TOKYO: Rental platforms like Airbnb are hoping for a boost from a new law coming into force next month in Japan ahead of an expected surge in demand for the 2020 Olympics, but experts warn it could actually hamper business in the short term.

Currently anyone renting out a room risks falling foul of the law but short-term rentals will be legalised on June 15, clearing up a legal grey area.

But the new law also introduces fresh restrictions, dismaying many who rent out rooms to tourists via Airbnb or similar platforms.

Would-be renters will have to register their lodgings with the authorities and the new law limits total overnight stays to 180 days per year.

The new legislation allows local authorities to impose their own restrictions too.

The tourist-magnet of Kyoto, for example, has said it will only permit rentals in residential areas between mid-January and mid-March, the low season for tourist arrivals.

Jake Wilczynski, Airbnb spokesman for Asia-Pacific, told AFP the new laws are a “clear sign that Japan is buying in to the idea of short-term rentals for individuals”.

But many have cancelled reservations or simply taken their lodgings off the platform.

“Under the new law, Airbnb hosts will not be able to accommodate guests as easily as before. I hope this doesn’t put the bar too high for us,” 41-year-old Nobuhide Kaneda, who rents out a room in Tokyo, told AFP.

On an Airbnb discussion forum, an Australian host identifying herself as Narelle wrote: “I am … becoming frustrated that no one knows what is required. I also feel the three-month time frame to organise a notification number is unrealistic.”

Airbnb does not say how many properties on its platform already comply with the new laws but does not deny there have been some teething problems.

STORED DATA:
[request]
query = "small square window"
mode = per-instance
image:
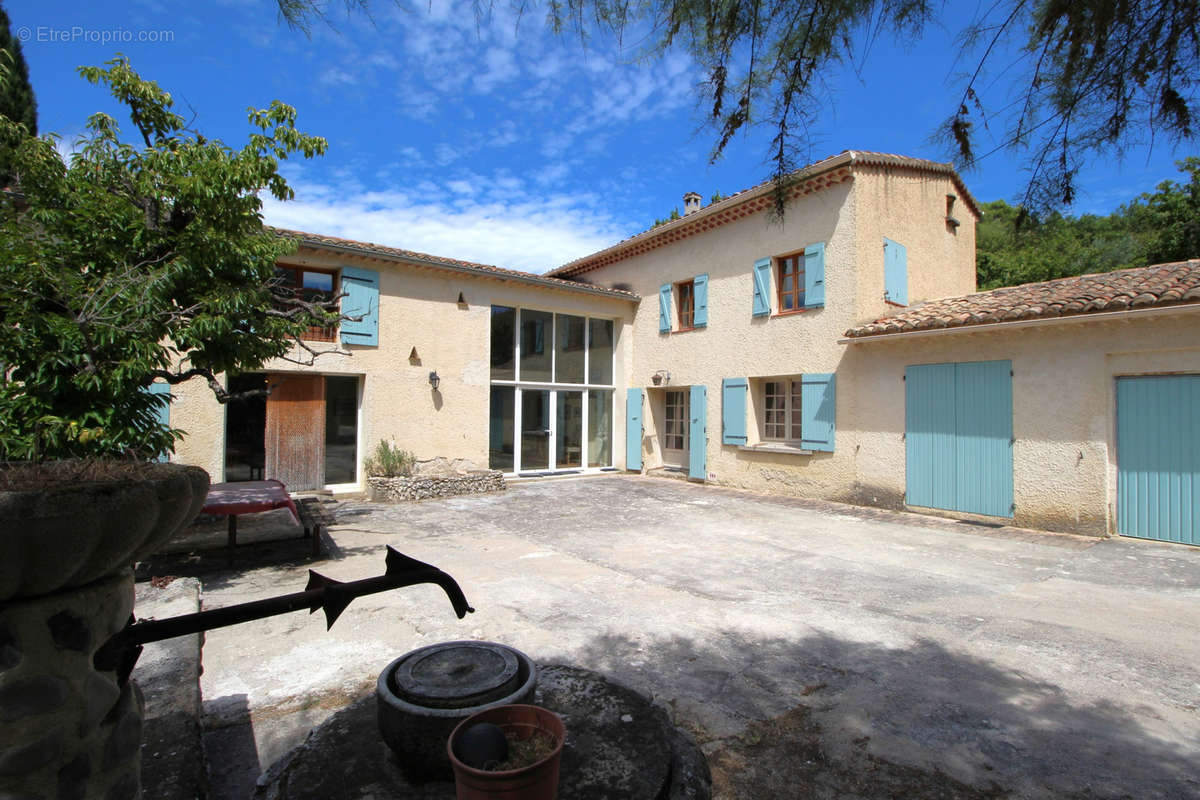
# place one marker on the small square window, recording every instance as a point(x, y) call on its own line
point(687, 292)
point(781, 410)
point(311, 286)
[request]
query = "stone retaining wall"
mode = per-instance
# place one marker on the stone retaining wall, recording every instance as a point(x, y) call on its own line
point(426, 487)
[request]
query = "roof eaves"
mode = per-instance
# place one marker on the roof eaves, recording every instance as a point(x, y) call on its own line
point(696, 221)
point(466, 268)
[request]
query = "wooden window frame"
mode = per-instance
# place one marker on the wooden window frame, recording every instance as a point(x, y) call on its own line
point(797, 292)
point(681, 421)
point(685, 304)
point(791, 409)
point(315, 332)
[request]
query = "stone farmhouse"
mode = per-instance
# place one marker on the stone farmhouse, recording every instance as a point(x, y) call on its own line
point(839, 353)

WHAT YOU ARE ASKED TO DO: Continue the article on Japan's new short-term rental law from where it stops.

EXERCISE OUTPUT:
Wilczynski said the firm was “in the process of discussing the issue with the Japanese Tourism Agency”.

“We are waiting for instructions,” said the spokesman for Airbnb, which has informed its members of the legal changes.

Despite the new restrictions, there is a huge potential market for short-term rentals as the country gears up for Tokyo 2020 and the Rugby World Cup the previous year.

Airbnb rentals have boomed in recent years, driven by an increase in tourism and a surprising lack of hotel infrastructure.

With around 60,000 listings, Airbnb dominates the Japanese vacation rental market, even though it lags far behind many countries in Europe – France, for example, has 450,000 listings.

And demand is poised to rise as Japan targets an influx of 40 million visitors in 2020 when it hosts the Summer Olympics – up from 29 million last year.

Yasuhiro Kamiyama, CEO of Hyakusenrenma, a local firm that manages 2,000 private rentals, said the new law will begin to “normalise Japan’s Airbnb market”.

He hopes to have 30,000 rental properties on his books by 2020.